TO DO | From the listing below, pull out each line containing the string "point" and copy it unchanged. The match is case-sensitive.

GIVEN DATA |
• • •

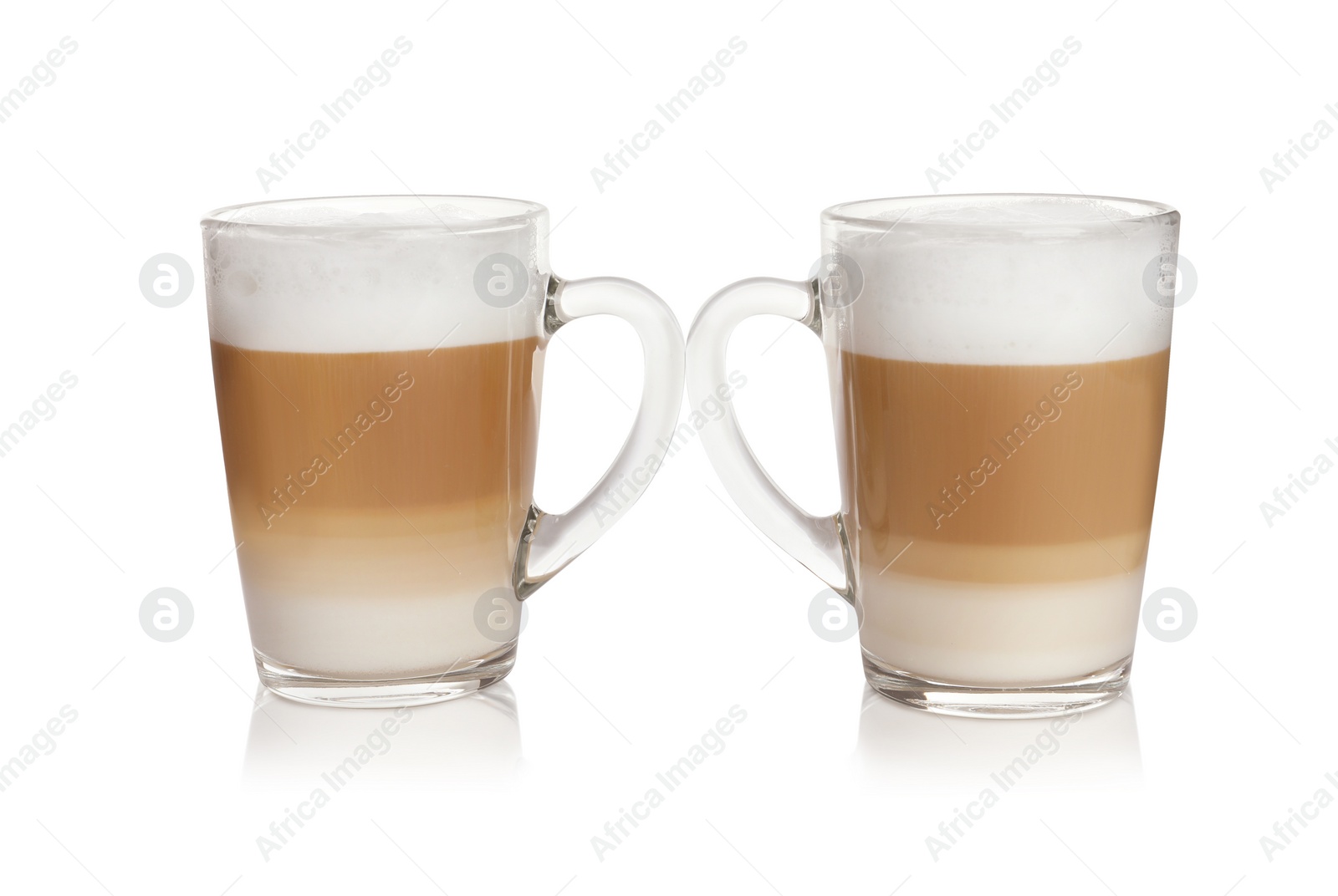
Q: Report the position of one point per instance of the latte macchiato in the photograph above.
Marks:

• • •

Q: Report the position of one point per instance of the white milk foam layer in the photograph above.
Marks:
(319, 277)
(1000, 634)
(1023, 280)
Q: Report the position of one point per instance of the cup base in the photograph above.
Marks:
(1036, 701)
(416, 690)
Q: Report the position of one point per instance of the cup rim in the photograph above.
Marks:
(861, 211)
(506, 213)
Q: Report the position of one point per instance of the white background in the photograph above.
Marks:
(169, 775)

• • •

RESULT FOR THIS EXERCISE |
Q: Report the position of one point per instance of the latte macchiato in the photograph above.
Q: Report the position of one point per instance of the white milk foam layer in the photograph above.
Q: Report the position of one point per instance of the cup base in the photograph above.
Q: Report the position of one point per instance of the cup rim in the photograph above.
Q: Report the position of one point per instance of the white background in the photograph above.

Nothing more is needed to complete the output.